**Material to process**
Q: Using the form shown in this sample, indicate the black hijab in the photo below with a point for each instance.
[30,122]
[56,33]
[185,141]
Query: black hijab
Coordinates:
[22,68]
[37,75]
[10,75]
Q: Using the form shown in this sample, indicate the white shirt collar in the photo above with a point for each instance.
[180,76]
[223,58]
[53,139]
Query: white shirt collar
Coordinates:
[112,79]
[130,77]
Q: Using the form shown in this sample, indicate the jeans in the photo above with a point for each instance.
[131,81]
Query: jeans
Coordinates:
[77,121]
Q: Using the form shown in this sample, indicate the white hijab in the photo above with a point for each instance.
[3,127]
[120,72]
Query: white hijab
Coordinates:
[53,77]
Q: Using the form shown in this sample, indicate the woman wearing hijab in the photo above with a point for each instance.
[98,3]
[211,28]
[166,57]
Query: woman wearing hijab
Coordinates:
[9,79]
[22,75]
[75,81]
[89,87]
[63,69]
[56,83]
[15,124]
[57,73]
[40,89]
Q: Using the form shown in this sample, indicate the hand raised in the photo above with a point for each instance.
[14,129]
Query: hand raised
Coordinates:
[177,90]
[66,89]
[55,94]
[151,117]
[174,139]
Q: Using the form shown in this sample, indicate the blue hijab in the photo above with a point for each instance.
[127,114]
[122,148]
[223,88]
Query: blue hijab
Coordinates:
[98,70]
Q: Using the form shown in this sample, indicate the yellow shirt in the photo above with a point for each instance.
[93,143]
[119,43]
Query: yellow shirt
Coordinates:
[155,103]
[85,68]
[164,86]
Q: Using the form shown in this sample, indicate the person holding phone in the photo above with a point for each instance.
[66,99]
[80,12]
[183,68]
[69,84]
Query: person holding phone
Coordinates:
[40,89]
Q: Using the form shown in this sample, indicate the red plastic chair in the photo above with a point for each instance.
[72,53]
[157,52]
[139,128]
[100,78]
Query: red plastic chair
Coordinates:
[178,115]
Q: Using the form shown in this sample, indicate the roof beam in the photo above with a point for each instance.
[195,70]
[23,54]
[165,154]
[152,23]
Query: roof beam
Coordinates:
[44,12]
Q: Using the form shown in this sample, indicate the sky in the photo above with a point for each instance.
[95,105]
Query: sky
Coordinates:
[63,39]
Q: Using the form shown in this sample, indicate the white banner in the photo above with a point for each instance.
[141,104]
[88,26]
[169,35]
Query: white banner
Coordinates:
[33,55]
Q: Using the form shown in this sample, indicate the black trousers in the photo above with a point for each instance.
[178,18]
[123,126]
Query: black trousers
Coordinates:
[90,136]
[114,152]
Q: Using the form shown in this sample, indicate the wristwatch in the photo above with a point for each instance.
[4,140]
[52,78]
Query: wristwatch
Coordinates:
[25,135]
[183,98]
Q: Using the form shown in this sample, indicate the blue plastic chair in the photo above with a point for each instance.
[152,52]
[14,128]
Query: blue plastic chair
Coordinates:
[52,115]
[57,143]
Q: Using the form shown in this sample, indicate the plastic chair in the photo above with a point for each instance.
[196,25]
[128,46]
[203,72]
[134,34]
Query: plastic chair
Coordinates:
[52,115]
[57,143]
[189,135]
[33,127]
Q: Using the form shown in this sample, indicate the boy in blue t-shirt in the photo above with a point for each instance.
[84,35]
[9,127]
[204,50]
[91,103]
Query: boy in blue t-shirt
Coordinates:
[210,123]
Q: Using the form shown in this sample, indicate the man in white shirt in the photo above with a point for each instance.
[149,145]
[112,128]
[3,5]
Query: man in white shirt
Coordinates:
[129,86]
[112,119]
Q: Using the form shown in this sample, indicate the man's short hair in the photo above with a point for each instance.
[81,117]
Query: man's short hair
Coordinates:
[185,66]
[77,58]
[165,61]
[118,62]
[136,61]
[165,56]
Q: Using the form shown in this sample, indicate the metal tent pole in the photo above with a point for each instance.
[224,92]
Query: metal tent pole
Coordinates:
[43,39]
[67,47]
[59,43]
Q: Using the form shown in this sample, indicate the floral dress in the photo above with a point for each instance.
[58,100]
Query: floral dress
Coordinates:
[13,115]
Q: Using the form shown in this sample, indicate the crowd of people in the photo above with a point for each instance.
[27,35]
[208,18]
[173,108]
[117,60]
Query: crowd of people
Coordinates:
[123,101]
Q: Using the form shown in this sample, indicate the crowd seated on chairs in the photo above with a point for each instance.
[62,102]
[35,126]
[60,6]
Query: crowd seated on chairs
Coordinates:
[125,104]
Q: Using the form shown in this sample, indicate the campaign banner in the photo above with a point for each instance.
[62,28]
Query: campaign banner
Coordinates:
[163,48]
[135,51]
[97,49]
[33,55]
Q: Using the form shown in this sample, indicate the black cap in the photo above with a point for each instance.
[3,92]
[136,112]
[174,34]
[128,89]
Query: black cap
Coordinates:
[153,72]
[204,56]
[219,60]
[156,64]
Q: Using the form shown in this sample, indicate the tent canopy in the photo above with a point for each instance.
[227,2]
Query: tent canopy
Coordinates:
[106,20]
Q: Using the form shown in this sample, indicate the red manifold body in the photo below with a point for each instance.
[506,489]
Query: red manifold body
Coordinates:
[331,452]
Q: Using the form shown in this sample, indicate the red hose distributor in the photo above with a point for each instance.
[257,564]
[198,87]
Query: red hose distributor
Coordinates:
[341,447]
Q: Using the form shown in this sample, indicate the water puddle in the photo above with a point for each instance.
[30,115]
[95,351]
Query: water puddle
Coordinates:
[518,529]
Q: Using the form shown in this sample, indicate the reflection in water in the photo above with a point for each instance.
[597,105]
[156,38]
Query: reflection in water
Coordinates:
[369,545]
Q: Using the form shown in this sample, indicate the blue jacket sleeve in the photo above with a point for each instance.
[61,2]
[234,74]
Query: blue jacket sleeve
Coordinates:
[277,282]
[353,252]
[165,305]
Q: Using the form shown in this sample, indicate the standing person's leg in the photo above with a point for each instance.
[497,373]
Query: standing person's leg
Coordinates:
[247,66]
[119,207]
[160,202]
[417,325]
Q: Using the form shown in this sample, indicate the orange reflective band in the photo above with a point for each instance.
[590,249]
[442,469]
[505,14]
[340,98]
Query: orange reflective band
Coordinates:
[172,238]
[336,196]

**What needs to be done**
Set down all of the data above, word for word.

**Solution for this exercise**
Q: Using the form shown in this sample, indicate the black hijab in the photo below with a point for each instance.
[30,122]
[56,33]
[185,141]
Query: black hijab
Coordinates:
[22,68]
[37,75]
[10,75]
Q: Using the form shown in this sample, indicate the white shirt collar in the photo above with a point for each instance.
[180,76]
[223,58]
[53,139]
Query: white shirt collar
Coordinates:
[112,79]
[130,77]
Q: Using the form shown in this sample, indicate the jeans in the photo above with a point for each instance.
[131,81]
Query: jeans
Coordinates:
[77,121]
Q: Using the form shown in this sample, indicate the white hijab in the photo above with a point for each instance.
[3,127]
[120,72]
Query: white hijab
Coordinates:
[53,77]
Q: Using the form shown in this sample, indicate the woman wearing hijab in the photo above with a point for each instance.
[98,3]
[211,28]
[166,57]
Query: woman wearing hijab
Coordinates:
[9,79]
[22,75]
[75,81]
[89,87]
[63,69]
[56,83]
[15,124]
[57,73]
[40,89]
Q: Using the form shown in this sample, indicate the hand raised in the photo above with a point for each instance.
[14,129]
Query: hand raised
Coordinates:
[177,90]
[66,89]
[55,94]
[151,117]
[174,139]
Q: Using the form shown in this sample, indicate the blue hijab in the photo above with a point for each instance.
[127,114]
[122,148]
[223,88]
Query: blue hijab
Coordinates:
[98,70]
Q: Using the form shown in this sample, indicate the yellow shirt in the photo above with a point for each instance.
[93,143]
[119,43]
Query: yellow shirt
Coordinates:
[155,103]
[85,68]
[164,86]
Q: Using the form shown in this sample, indicate the person holding phone in the photo above with a point for each instance.
[66,99]
[80,12]
[183,68]
[69,84]
Query: person holding phone
Coordinates:
[40,89]
Q: Using the form shown in this sample, indicate the red plastic chair in the photo above with a point for each instance.
[72,53]
[157,52]
[139,128]
[100,78]
Query: red plastic chair
Coordinates:
[178,115]
Q: Using the form shown in this sample, indicate the roof beam in the photo above with a point for each instance.
[195,70]
[23,54]
[165,154]
[152,23]
Query: roof beam
Coordinates:
[44,12]
Q: Using the form shown in this sample, indicate the sky in the photo above with a point for each instance.
[95,105]
Query: sky
Coordinates:
[63,39]
Q: Using the form shown in this sample, indicate the white banner in the photo above with a point for each instance.
[141,104]
[88,26]
[169,35]
Query: white banner
Coordinates:
[33,55]
Q: Using the form shown in this sample, indicate the black trousers in the photo above with a point for each instance.
[178,18]
[123,126]
Query: black trousers
Coordinates:
[90,136]
[114,152]
Q: Using the form shown in this sample, indicate the wristwatch in the photo above with a point for each instance.
[4,140]
[52,78]
Query: wristwatch
Coordinates:
[25,135]
[183,98]
Q: Using the form shown in this sample, indicate the blue plastic chair in the photo above with a point for each instance.
[152,52]
[14,128]
Query: blue plastic chair
Coordinates:
[52,115]
[57,143]
Q: Using the form shown in this sample, indicate the plastic chair in the photo above with a point for each instance.
[196,25]
[128,46]
[203,72]
[134,34]
Query: plastic chair
Coordinates:
[52,115]
[57,143]
[189,135]
[33,127]
Q: Using the form shown in this sample, indicate the boy in blue t-shirt in the photo above with a point for each instance.
[84,35]
[9,127]
[204,50]
[91,103]
Query: boy in blue t-shirt
Coordinates:
[210,123]
Q: Using the form shown in this sample, indicate the man in white shirt in the photo above with a point for each instance.
[149,145]
[112,128]
[3,5]
Query: man in white shirt
Coordinates:
[129,86]
[112,119]
Q: Using the form shown in this sample, indicate the man's short hair in the photo above with a point for each instance.
[81,117]
Query: man's short hair
Coordinates:
[185,66]
[77,58]
[165,61]
[118,62]
[136,61]
[165,56]
Q: Using the form shown in this sample, indicate the metal tent pole in the photo above with a point for each instance.
[224,92]
Query: metal tent pole
Coordinates:
[43,39]
[67,47]
[59,43]
Q: Using the form shown in this sample, indicate the floral dress in the photo above with a point for each instance.
[58,100]
Query: floral dress
Coordinates:
[13,115]
Q: Using the form shown in this sample, indicate the crowd of people in the photo above with a point for each instance.
[27,35]
[208,18]
[173,108]
[117,60]
Query: crowd of people
Coordinates:
[123,101]
Q: Using the form shown in this sample, indicate the crowd seated on chairs in the photo above with a point for each instance.
[62,102]
[35,126]
[60,6]
Query: crowd seated on chairs
Coordinates:
[125,104]
Q: Using the form shown in this sample, indicate the campaign banner in the photo above with a point for each instance.
[62,28]
Query: campaign banner
Coordinates:
[163,48]
[135,51]
[97,49]
[33,55]
Q: Using the form shown in this sample, indicate the black cap in the photo above with a point for each instance.
[3,92]
[136,112]
[174,34]
[128,89]
Query: black cap
Coordinates:
[153,72]
[204,56]
[219,60]
[156,64]
Q: Using the form shown in this sample, indicate the tent canopy in the photo above with a point for each instance.
[227,2]
Query: tent canopy
Coordinates:
[106,20]
Q: Using the form shown in this sample, indicate the red manifold body in the photo below with a point for each instance.
[506,489]
Query: red manifold body
Coordinates:
[331,452]
Q: Using the form shown in this sample, indicate the red hose distributor in the photo above with a point for each instance.
[257,564]
[198,87]
Query: red hose distributor
Coordinates:
[341,447]
Q: Using the form shown in this sample, indicate the water puddle in the photo above with a point for each instance.
[30,115]
[95,351]
Query: water puddle
Coordinates:
[518,529]
Q: Using the form shown in this sample, indicate the reflection in water in the photo above with a point for each instance.
[597,105]
[156,38]
Query: reflection in water
Coordinates:
[369,545]
Q: Using the form shown in this sample, indicate the blue jacket sleeve in the photo above with a point for each instance.
[61,2]
[234,74]
Query: blue jacket sleeve
Coordinates:
[277,282]
[353,252]
[165,305]
Q: Using the form shown in this sample, indicate the standing person's leg in the photo above with a point for each instance.
[497,373]
Query: standing person's leg
Coordinates:
[247,66]
[119,207]
[160,202]
[417,325]
Q: Using the form shown in this sample, indicate the orange reflective band in the photo above with a point for each instance.
[590,249]
[442,469]
[505,14]
[340,98]
Query: orange reflective band
Coordinates:
[172,238]
[336,196]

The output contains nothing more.